Data items:
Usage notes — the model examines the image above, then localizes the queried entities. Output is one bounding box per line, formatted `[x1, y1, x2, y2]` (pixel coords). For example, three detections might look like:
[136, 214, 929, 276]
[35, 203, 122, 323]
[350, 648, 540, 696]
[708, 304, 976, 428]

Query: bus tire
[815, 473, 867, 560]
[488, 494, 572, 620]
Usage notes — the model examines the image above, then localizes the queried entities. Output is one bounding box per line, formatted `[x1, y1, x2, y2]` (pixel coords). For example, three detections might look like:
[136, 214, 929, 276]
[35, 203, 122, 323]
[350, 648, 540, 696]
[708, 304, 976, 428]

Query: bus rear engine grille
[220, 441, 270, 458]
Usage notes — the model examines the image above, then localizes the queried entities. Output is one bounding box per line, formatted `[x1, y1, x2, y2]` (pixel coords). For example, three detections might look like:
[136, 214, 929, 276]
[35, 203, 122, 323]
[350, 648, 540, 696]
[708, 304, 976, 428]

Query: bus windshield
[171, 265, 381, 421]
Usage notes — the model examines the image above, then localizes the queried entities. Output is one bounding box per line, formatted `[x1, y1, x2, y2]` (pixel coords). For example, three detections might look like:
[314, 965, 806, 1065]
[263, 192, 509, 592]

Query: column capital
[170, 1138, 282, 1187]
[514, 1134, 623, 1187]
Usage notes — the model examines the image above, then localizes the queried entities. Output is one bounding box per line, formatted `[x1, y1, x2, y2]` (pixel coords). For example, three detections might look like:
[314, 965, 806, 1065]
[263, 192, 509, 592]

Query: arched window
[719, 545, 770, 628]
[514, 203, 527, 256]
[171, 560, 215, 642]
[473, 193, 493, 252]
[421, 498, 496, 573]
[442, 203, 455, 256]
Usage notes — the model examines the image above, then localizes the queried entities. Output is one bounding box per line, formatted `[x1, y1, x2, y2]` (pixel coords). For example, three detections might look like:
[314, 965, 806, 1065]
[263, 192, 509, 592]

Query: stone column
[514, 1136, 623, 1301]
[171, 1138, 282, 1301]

DIRECTIVE — Copy the listing from its first line through the line containing "[514, 1134, 623, 1187]", changing "bus" to "coach" and leaving everything else as it is.

THE RESPONSE —
Usage notes — the model examines the image above, then localizes the queried entities. Output is one bounding box per line, formatted `[x1, y1, x2, y2]` (pixel coords). For example, three detections might look like:
[136, 214, 929, 276]
[35, 203, 122, 323]
[350, 648, 540, 696]
[708, 304, 976, 428]

Query: coach tire
[815, 473, 867, 560]
[488, 494, 572, 620]
Usage notes — the model examines the image above, then localizes the queried entities. Output is one bounding box per line, formatted `[x1, y1, x2, y2]` (pixel coords). For example, three detections might look like:
[136, 214, 929, 276]
[35, 203, 122, 323]
[350, 648, 540, 696]
[708, 304, 976, 428]

Query: coach rear engine grille
[220, 441, 270, 458]
Usage notes — the model examines the image above, then localizes the queried entities. Output is one bounding box per line, formatted `[x1, y1, x2, y2]` (pixel coords). For example, three detections might look like:
[136, 214, 929, 276]
[35, 203, 122, 323]
[350, 648, 540, 696]
[708, 304, 976, 428]

Query: coach windshield
[171, 265, 381, 421]
Usage notes — the model examines the image above, then localizes the queried entities. Output is one bounding box per line, formatted `[x1, y1, x2, y2]` (pixel coords). For example, three detections might look like:
[314, 965, 806, 1065]
[263, 192, 509, 592]

Query: column capital
[170, 1138, 282, 1187]
[514, 1134, 623, 1187]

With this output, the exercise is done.